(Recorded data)
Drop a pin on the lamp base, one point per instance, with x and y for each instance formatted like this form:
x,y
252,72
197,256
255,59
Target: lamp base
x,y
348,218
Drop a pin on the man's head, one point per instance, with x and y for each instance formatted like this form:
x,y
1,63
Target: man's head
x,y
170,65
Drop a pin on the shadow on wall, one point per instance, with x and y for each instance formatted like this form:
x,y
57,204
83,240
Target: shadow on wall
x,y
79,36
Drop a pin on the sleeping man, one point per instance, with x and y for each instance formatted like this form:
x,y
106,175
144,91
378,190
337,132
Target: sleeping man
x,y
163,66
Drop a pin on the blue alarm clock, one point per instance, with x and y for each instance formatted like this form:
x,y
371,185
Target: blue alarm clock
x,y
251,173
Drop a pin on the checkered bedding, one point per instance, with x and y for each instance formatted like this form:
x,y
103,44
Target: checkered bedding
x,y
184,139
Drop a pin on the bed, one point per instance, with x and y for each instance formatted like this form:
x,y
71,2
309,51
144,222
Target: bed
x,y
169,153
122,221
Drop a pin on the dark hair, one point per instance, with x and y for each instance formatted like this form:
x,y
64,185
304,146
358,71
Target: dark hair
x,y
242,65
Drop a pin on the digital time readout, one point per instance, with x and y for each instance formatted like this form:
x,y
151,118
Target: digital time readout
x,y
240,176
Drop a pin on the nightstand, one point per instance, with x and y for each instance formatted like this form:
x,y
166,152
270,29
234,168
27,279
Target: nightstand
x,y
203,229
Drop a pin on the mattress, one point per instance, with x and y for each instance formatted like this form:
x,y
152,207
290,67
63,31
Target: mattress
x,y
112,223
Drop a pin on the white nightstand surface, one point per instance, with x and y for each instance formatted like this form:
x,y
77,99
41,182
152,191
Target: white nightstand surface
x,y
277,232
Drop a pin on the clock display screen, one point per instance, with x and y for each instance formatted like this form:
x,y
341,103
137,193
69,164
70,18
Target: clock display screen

WHAT IS EXPECTED: Search the records for the string "display", and copy every line that holds it.

EXPECTED OUTPUT:
Drop a pin on the clock display screen, one point per instance, with x and y for each instance formatted like this form:
Target: clock display screen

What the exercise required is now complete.